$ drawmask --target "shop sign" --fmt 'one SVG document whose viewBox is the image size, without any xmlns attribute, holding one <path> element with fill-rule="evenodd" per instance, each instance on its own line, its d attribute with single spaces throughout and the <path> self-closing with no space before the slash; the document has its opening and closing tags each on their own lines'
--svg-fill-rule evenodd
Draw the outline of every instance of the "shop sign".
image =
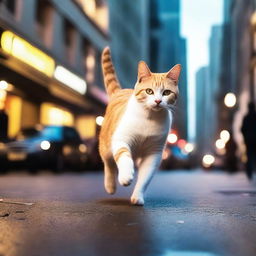
<svg viewBox="0 0 256 256">
<path fill-rule="evenodd" d="M 54 78 L 80 94 L 86 93 L 87 85 L 85 80 L 62 66 L 56 67 Z"/>
<path fill-rule="evenodd" d="M 45 75 L 52 77 L 55 69 L 55 61 L 53 58 L 21 37 L 15 35 L 13 32 L 4 31 L 2 33 L 1 47 L 6 53 L 32 66 Z"/>
</svg>

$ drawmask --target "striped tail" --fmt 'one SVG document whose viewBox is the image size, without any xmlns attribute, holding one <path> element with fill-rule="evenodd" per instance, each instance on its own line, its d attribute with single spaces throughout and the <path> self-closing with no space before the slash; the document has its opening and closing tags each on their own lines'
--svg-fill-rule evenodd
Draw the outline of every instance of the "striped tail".
<svg viewBox="0 0 256 256">
<path fill-rule="evenodd" d="M 111 60 L 109 47 L 105 47 L 105 49 L 102 52 L 101 65 L 106 91 L 108 96 L 111 97 L 112 94 L 121 89 L 121 86 L 116 77 L 116 72 Z"/>
</svg>

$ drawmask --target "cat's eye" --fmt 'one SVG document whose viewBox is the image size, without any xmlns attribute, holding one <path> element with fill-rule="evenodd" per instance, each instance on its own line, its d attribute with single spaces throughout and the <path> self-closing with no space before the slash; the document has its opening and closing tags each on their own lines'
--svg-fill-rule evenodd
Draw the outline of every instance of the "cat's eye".
<svg viewBox="0 0 256 256">
<path fill-rule="evenodd" d="M 154 91 L 150 88 L 147 88 L 146 93 L 149 94 L 149 95 L 152 95 L 152 94 L 154 94 Z"/>
<path fill-rule="evenodd" d="M 171 90 L 164 90 L 163 95 L 164 96 L 170 95 L 171 92 L 172 92 Z"/>
</svg>

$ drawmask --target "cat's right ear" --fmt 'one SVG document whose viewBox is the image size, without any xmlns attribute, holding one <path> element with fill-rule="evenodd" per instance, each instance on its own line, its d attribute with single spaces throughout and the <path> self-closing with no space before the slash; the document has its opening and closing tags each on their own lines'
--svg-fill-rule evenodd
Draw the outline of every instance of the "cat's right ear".
<svg viewBox="0 0 256 256">
<path fill-rule="evenodd" d="M 138 65 L 138 82 L 140 83 L 143 79 L 149 78 L 151 71 L 144 61 L 140 61 Z"/>
</svg>

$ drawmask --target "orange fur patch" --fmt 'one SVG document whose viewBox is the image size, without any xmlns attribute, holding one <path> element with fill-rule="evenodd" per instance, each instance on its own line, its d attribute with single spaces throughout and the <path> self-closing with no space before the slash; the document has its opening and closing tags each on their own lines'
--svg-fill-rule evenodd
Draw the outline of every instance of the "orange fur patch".
<svg viewBox="0 0 256 256">
<path fill-rule="evenodd" d="M 111 98 L 108 104 L 104 122 L 100 131 L 99 151 L 102 159 L 111 160 L 113 155 L 111 152 L 111 139 L 116 130 L 119 120 L 121 119 L 128 100 L 133 93 L 132 89 L 122 89 L 115 93 L 115 97 Z"/>
<path fill-rule="evenodd" d="M 117 162 L 119 160 L 119 158 L 121 157 L 121 155 L 125 154 L 128 157 L 132 157 L 131 153 L 129 152 L 129 150 L 125 147 L 120 148 L 117 153 L 114 155 L 114 159 Z"/>
</svg>

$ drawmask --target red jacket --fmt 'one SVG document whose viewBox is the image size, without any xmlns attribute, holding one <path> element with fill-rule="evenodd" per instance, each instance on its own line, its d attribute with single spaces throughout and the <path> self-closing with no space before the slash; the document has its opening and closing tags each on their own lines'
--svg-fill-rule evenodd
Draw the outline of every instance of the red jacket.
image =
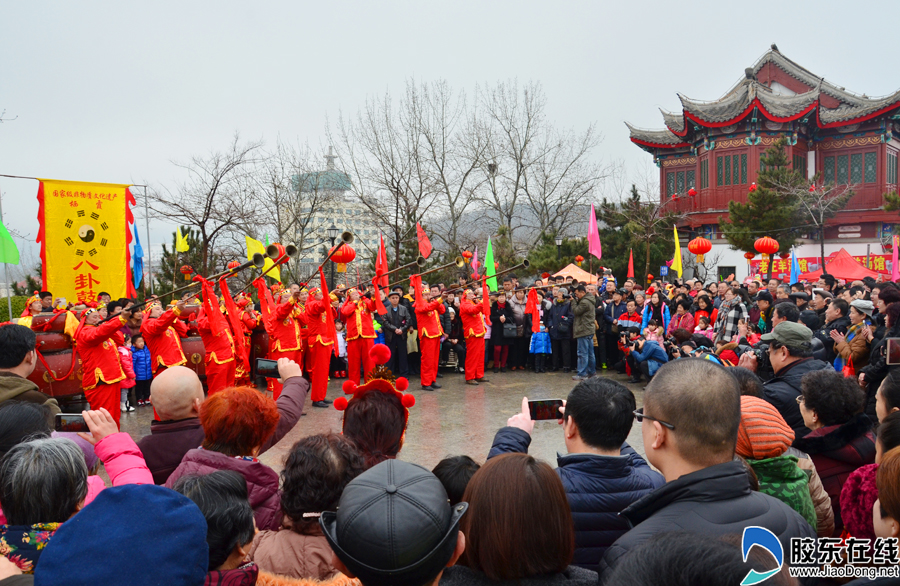
<svg viewBox="0 0 900 586">
<path fill-rule="evenodd" d="M 156 373 L 160 366 L 181 366 L 187 363 L 181 338 L 187 336 L 188 327 L 179 321 L 175 309 L 169 309 L 156 319 L 145 318 L 141 324 L 144 343 L 150 349 L 150 365 Z"/>
<path fill-rule="evenodd" d="M 269 348 L 273 352 L 291 352 L 300 349 L 300 323 L 304 319 L 302 313 L 295 312 L 294 298 L 279 303 L 266 320 L 266 332 L 269 334 Z"/>
<path fill-rule="evenodd" d="M 473 303 L 463 298 L 459 303 L 459 315 L 462 317 L 464 337 L 484 337 L 484 306 L 481 303 Z"/>
<path fill-rule="evenodd" d="M 244 324 L 244 335 L 249 336 L 259 324 L 259 316 L 245 309 L 241 312 L 241 323 Z"/>
<path fill-rule="evenodd" d="M 209 318 L 202 311 L 197 318 L 197 331 L 203 340 L 203 348 L 206 350 L 206 361 L 212 360 L 216 364 L 225 364 L 234 360 L 234 338 L 231 330 L 214 332 L 209 323 Z"/>
<path fill-rule="evenodd" d="M 334 344 L 331 338 L 331 327 L 328 320 L 334 320 L 337 311 L 331 307 L 330 299 L 316 301 L 311 299 L 306 302 L 306 323 L 309 325 L 309 341 L 318 342 L 323 346 Z"/>
<path fill-rule="evenodd" d="M 427 301 L 421 304 L 422 307 L 416 305 L 416 323 L 419 326 L 419 338 L 440 338 L 444 334 L 441 328 L 441 318 L 447 308 L 444 302 Z"/>
<path fill-rule="evenodd" d="M 87 324 L 75 335 L 78 354 L 81 356 L 81 386 L 88 391 L 98 384 L 108 385 L 125 379 L 119 350 L 112 340 L 114 333 L 125 325 L 122 317 L 111 319 L 98 326 Z"/>
<path fill-rule="evenodd" d="M 350 297 L 341 306 L 341 321 L 347 326 L 347 341 L 357 338 L 374 338 L 375 324 L 372 314 L 375 313 L 375 302 L 365 297 L 353 303 Z"/>
</svg>

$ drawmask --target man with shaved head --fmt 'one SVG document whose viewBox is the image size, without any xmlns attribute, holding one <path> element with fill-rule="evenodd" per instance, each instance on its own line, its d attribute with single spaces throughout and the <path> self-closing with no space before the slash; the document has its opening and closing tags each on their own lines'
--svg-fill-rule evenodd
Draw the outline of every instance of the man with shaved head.
<svg viewBox="0 0 900 586">
<path fill-rule="evenodd" d="M 279 358 L 278 372 L 279 382 L 284 385 L 276 401 L 280 418 L 275 433 L 260 448 L 260 453 L 278 443 L 294 427 L 303 414 L 309 391 L 309 382 L 293 360 Z M 150 422 L 150 435 L 142 438 L 138 447 L 156 484 L 165 484 L 188 450 L 203 443 L 200 424 L 203 401 L 203 384 L 190 368 L 172 366 L 153 379 L 150 402 L 158 420 Z"/>
<path fill-rule="evenodd" d="M 681 358 L 656 371 L 635 415 L 647 460 L 666 484 L 620 513 L 632 529 L 606 550 L 601 583 L 629 552 L 667 531 L 716 536 L 759 526 L 785 550 L 792 537 L 816 536 L 788 505 L 752 490 L 744 464 L 735 460 L 740 394 L 734 375 L 709 360 Z"/>
</svg>

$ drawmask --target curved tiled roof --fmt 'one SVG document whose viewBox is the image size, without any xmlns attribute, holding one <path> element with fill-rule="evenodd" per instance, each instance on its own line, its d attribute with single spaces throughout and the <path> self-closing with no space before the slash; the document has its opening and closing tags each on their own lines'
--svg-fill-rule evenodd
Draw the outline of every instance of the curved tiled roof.
<svg viewBox="0 0 900 586">
<path fill-rule="evenodd" d="M 672 112 L 666 112 L 662 108 L 659 109 L 659 112 L 662 114 L 663 120 L 666 122 L 666 127 L 669 130 L 678 136 L 684 136 L 686 134 L 687 126 L 684 124 L 684 112 L 673 114 Z"/>
<path fill-rule="evenodd" d="M 866 102 L 866 98 L 857 96 L 852 92 L 848 92 L 844 88 L 838 87 L 833 83 L 825 81 L 824 77 L 819 77 L 805 67 L 791 61 L 781 54 L 777 49 L 770 49 L 766 54 L 759 58 L 753 65 L 753 73 L 759 73 L 767 63 L 772 63 L 797 81 L 806 84 L 809 87 L 816 87 L 821 84 L 821 91 L 836 100 L 840 100 L 850 106 L 862 106 Z"/>
<path fill-rule="evenodd" d="M 672 133 L 671 130 L 644 130 L 643 128 L 634 127 L 627 122 L 625 123 L 625 126 L 627 126 L 628 130 L 631 132 L 632 142 L 637 142 L 639 144 L 644 144 L 647 146 L 687 146 L 687 143 L 684 142 L 684 139 L 676 136 L 674 133 Z"/>
<path fill-rule="evenodd" d="M 713 124 L 731 124 L 761 106 L 768 117 L 784 122 L 810 112 L 819 100 L 818 89 L 802 94 L 782 95 L 758 81 L 746 79 L 722 99 L 700 102 L 678 94 L 690 118 Z"/>
<path fill-rule="evenodd" d="M 819 121 L 825 126 L 840 126 L 839 123 L 850 123 L 858 118 L 865 118 L 879 113 L 881 110 L 890 110 L 900 107 L 900 91 L 896 91 L 884 98 L 866 99 L 860 106 L 838 106 L 837 108 L 819 107 Z"/>
</svg>

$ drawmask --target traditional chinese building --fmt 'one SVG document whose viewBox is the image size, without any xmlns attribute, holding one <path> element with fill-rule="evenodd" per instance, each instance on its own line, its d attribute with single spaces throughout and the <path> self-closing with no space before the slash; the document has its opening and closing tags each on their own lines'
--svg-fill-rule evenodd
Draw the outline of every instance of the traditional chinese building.
<svg viewBox="0 0 900 586">
<path fill-rule="evenodd" d="M 889 253 L 883 244 L 897 214 L 882 206 L 884 193 L 897 189 L 900 91 L 883 98 L 847 91 L 772 45 L 721 98 L 678 98 L 680 112 L 661 110 L 664 129 L 626 124 L 631 141 L 659 167 L 662 203 L 686 214 L 680 227 L 706 236 L 711 254 L 721 254 L 719 274 L 747 274 L 742 253 L 727 249 L 719 216 L 727 216 L 729 201 L 746 201 L 760 157 L 781 137 L 788 159 L 807 178 L 820 173 L 822 181 L 851 185 L 855 193 L 826 226 L 826 255 L 841 247 L 856 257 Z M 818 244 L 802 242 L 798 256 L 818 256 Z"/>
</svg>

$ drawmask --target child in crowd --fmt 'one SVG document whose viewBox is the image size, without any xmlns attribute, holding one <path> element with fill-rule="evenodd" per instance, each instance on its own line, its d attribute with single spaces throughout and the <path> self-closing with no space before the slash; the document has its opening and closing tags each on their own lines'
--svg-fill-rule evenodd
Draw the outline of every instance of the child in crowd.
<svg viewBox="0 0 900 586">
<path fill-rule="evenodd" d="M 134 411 L 134 399 L 128 400 L 128 394 L 134 396 L 132 389 L 135 386 L 134 365 L 131 360 L 131 336 L 125 336 L 125 345 L 119 346 L 119 362 L 122 364 L 122 370 L 125 372 L 125 379 L 119 383 L 122 392 L 122 412 Z"/>
<path fill-rule="evenodd" d="M 534 371 L 547 372 L 544 368 L 550 361 L 550 334 L 547 328 L 541 324 L 541 331 L 531 335 L 531 345 L 528 348 L 530 354 L 534 354 Z"/>
<path fill-rule="evenodd" d="M 134 401 L 138 407 L 150 404 L 150 383 L 153 382 L 153 367 L 150 364 L 150 349 L 144 344 L 144 337 L 131 337 L 131 362 L 134 368 Z"/>
<path fill-rule="evenodd" d="M 651 319 L 647 322 L 647 327 L 644 328 L 644 339 L 651 342 L 663 341 L 663 337 L 659 331 L 659 323 L 657 323 L 655 319 Z"/>
<path fill-rule="evenodd" d="M 334 331 L 337 333 L 337 356 L 331 355 L 331 376 L 342 378 L 347 376 L 347 332 L 344 331 L 344 322 L 334 322 Z"/>
<path fill-rule="evenodd" d="M 637 304 L 633 299 L 629 299 L 625 307 L 627 311 L 619 317 L 619 331 L 624 332 L 628 328 L 640 328 L 643 320 L 641 314 L 637 312 Z"/>
<path fill-rule="evenodd" d="M 438 477 L 447 491 L 450 506 L 455 506 L 462 501 L 469 481 L 479 468 L 481 465 L 469 456 L 448 456 L 438 462 L 431 473 Z"/>
<path fill-rule="evenodd" d="M 749 342 L 751 346 L 754 346 L 759 343 L 760 338 L 762 338 L 762 331 L 759 329 L 759 324 L 750 324 L 748 327 L 747 342 Z"/>
<path fill-rule="evenodd" d="M 716 331 L 713 329 L 712 325 L 709 323 L 709 318 L 705 315 L 701 315 L 697 319 L 697 326 L 694 328 L 695 334 L 703 334 L 709 341 L 715 341 L 716 339 Z"/>
</svg>

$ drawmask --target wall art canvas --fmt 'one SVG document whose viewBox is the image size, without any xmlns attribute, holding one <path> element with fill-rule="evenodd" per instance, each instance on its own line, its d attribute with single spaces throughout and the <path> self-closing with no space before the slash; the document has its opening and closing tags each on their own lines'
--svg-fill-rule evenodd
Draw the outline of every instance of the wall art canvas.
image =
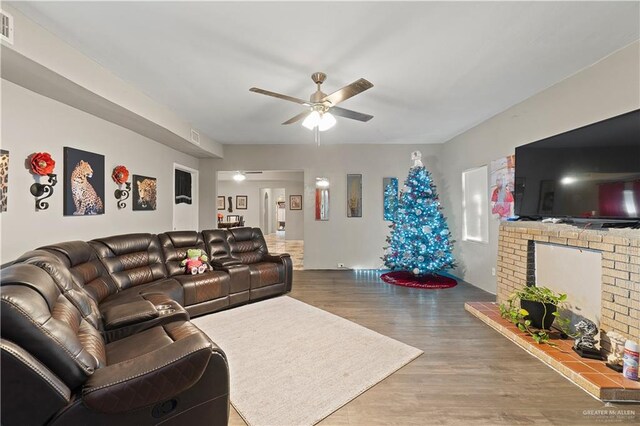
<svg viewBox="0 0 640 426">
<path fill-rule="evenodd" d="M 64 147 L 64 215 L 104 214 L 104 155 Z"/>
<path fill-rule="evenodd" d="M 9 191 L 9 151 L 0 149 L 0 213 L 7 211 Z"/>
<path fill-rule="evenodd" d="M 347 217 L 362 217 L 362 175 L 347 175 Z"/>
<path fill-rule="evenodd" d="M 509 155 L 491 162 L 491 213 L 499 220 L 513 216 L 516 156 Z"/>
<path fill-rule="evenodd" d="M 329 220 L 329 188 L 316 188 L 316 220 Z"/>
<path fill-rule="evenodd" d="M 226 208 L 224 195 L 218 195 L 218 198 L 216 200 L 216 207 L 218 208 L 218 210 L 224 210 Z"/>
<path fill-rule="evenodd" d="M 393 221 L 398 210 L 398 178 L 382 178 L 383 219 Z"/>
<path fill-rule="evenodd" d="M 246 195 L 236 195 L 236 209 L 237 210 L 246 210 L 247 209 L 247 196 Z"/>
<path fill-rule="evenodd" d="M 156 207 L 156 178 L 133 175 L 133 210 L 155 210 Z"/>
<path fill-rule="evenodd" d="M 302 210 L 302 195 L 289 195 L 289 210 Z"/>
</svg>

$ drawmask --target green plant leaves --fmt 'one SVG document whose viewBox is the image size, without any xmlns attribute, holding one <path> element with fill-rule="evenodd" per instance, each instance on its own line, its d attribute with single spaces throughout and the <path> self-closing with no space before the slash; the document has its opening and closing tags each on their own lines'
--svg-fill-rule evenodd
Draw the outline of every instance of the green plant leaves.
<svg viewBox="0 0 640 426">
<path fill-rule="evenodd" d="M 554 342 L 550 341 L 551 335 L 545 331 L 531 327 L 531 321 L 525 319 L 529 316 L 529 312 L 526 309 L 520 308 L 520 300 L 530 300 L 533 302 L 540 302 L 543 304 L 549 303 L 559 307 L 560 304 L 567 301 L 567 295 L 564 293 L 555 293 L 553 290 L 547 287 L 525 286 L 522 289 L 513 293 L 507 303 L 500 304 L 500 316 L 502 318 L 515 324 L 518 329 L 531 336 L 534 342 L 538 344 L 546 343 L 550 346 L 558 346 Z M 544 317 L 547 315 L 547 307 L 544 307 Z M 551 313 L 555 317 L 555 327 L 560 329 L 568 336 L 575 337 L 569 333 L 569 319 L 561 316 L 559 310 Z"/>
</svg>

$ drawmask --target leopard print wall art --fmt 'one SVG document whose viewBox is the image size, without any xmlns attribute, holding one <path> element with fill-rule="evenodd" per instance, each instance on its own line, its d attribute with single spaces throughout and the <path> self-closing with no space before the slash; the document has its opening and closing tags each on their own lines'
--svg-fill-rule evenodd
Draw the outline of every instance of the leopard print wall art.
<svg viewBox="0 0 640 426">
<path fill-rule="evenodd" d="M 156 207 L 156 178 L 133 175 L 133 210 L 155 210 Z"/>
<path fill-rule="evenodd" d="M 9 190 L 9 151 L 0 149 L 0 212 L 7 211 Z"/>
<path fill-rule="evenodd" d="M 104 155 L 64 148 L 64 215 L 104 214 Z"/>
</svg>

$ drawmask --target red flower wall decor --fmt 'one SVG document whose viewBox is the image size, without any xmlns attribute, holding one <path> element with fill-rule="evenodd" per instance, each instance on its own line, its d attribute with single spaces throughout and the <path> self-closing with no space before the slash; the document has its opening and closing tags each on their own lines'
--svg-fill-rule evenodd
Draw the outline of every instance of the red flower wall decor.
<svg viewBox="0 0 640 426">
<path fill-rule="evenodd" d="M 111 174 L 111 179 L 118 185 L 122 185 L 129 179 L 129 170 L 125 166 L 116 166 Z"/>
<path fill-rule="evenodd" d="M 31 155 L 29 164 L 31 166 L 31 173 L 40 176 L 52 174 L 53 169 L 56 167 L 56 162 L 48 152 L 37 152 Z"/>
</svg>

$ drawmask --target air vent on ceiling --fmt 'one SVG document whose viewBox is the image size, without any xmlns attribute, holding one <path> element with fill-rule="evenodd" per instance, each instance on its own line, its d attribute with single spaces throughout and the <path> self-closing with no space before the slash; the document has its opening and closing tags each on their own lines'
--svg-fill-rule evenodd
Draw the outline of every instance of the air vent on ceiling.
<svg viewBox="0 0 640 426">
<path fill-rule="evenodd" d="M 13 16 L 0 9 L 0 39 L 13 44 Z"/>
<path fill-rule="evenodd" d="M 196 132 L 193 129 L 191 129 L 191 142 L 196 145 L 200 145 L 200 133 Z"/>
</svg>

◇ ◇ ◇ ◇

WHAT IS REQUIRED - How many lines of the entries include the string "sign"? Answer with a number and no other words.

WRITTEN RESPONSE - 2